(READING TEXT begins)

Case ID: f-supp_370/html/0934-01.html
Source: Caselaw Access Project
Author: {"author": "GESELL, District Judge.", "license": "Public Domain", "url": "https://static.case.law/"}
Date Created: 2024-08-24T03:29:51.129683

The COMMITTEE FOR G. I. RIGHTS et al., Plaintiffs, v. Howard H. CALLAWAY, Secretary of the Army, et al., Defendants.
    Civ. A. No. 835-73.
    United States District Court, District of Columbia.
    Jan. 14, 1974.
    
      David F. Addlestone, American Civil Liberties Union, Washington, D. C., for plaintiffs.
    Michael Katz, Asst. U. S. Atty., Captain Royce C. Lamberth, Washington, D. C., for defendants.
   MEMORANDUM OPINION

GESELL, District Judge.

This is a class action brought on behalf of all G.I.’s attached to the United States Army’s European Command. Plaintiffs claim that certain features of a drug abuse prevention plan developed by the Army for that command are unconstitutional and they seek a declaratory judgment and injunctive relief.

The issues have been narrowed and clarified during several pretrial proceedings. Plaintiffs have abandoned damage claims. The Army published a revised comprehensive statement of the plan on September 10, 1973, which reflected a reevaluation of the program and coincidentally satisfied some objections previously urged by plaintiffs. The plan as now before the Court is embodied in an elaborate circular designated as USAREUR Circular 600-85 (Sept. 10, 1973), and the litigation has focused on certain clearly identifiable provisions in that document. The parties have filed affidavits and briefs and the case is before the Court after full oral argument on cross-motions for summary judgment. The pertinent facts are not in dispute, although the legal positions of the parties are in sharp conflict.

(READING TEXT ends)
(ENTRIES SHOWN begins)

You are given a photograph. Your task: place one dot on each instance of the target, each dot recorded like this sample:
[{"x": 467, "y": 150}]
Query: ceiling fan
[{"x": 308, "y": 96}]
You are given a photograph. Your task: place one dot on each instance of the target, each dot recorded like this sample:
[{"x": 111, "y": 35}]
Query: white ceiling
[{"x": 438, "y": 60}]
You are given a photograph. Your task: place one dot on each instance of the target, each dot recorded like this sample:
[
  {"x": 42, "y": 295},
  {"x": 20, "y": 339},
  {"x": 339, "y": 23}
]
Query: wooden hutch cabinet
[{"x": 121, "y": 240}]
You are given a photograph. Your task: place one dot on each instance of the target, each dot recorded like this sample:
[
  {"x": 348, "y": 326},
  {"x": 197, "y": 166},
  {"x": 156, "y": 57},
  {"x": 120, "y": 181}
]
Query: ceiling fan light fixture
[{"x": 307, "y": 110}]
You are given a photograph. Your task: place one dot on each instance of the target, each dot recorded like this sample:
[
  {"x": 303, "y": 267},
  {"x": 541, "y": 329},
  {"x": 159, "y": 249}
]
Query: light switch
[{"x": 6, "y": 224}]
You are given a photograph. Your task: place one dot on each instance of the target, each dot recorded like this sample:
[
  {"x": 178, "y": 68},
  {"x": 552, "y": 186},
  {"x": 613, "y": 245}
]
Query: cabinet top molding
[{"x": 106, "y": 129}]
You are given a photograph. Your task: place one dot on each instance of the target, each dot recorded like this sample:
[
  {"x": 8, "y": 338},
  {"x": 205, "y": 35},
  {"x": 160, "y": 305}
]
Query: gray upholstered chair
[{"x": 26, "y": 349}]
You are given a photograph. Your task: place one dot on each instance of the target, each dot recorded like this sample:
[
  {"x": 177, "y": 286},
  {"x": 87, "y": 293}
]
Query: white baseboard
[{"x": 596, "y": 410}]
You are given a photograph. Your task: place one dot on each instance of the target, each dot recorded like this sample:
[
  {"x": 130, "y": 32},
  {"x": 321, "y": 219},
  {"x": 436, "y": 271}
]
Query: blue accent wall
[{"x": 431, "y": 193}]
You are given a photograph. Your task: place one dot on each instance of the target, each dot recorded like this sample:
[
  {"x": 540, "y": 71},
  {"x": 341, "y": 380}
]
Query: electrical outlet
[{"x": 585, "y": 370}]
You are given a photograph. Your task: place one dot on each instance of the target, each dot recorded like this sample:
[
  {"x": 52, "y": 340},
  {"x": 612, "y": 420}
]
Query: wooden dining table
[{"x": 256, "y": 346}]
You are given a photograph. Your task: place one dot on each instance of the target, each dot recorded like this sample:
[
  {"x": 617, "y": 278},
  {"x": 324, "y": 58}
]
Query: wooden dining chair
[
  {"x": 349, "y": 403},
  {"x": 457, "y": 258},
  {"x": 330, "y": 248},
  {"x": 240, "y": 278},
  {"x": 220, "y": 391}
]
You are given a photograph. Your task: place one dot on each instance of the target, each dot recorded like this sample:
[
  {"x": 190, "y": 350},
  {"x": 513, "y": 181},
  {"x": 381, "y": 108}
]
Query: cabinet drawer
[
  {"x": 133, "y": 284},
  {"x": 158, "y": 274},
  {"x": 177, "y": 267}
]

(ENTRIES SHOWN ends)

### [EXERCISE REQUIREMENTS]
Please state which circular embodies the drug abuse prevention plan now before the Court, according to the court opinion above.

### [TASK ANSWER]
USAREUR Circular 600-85 (Sept. 10, 1973)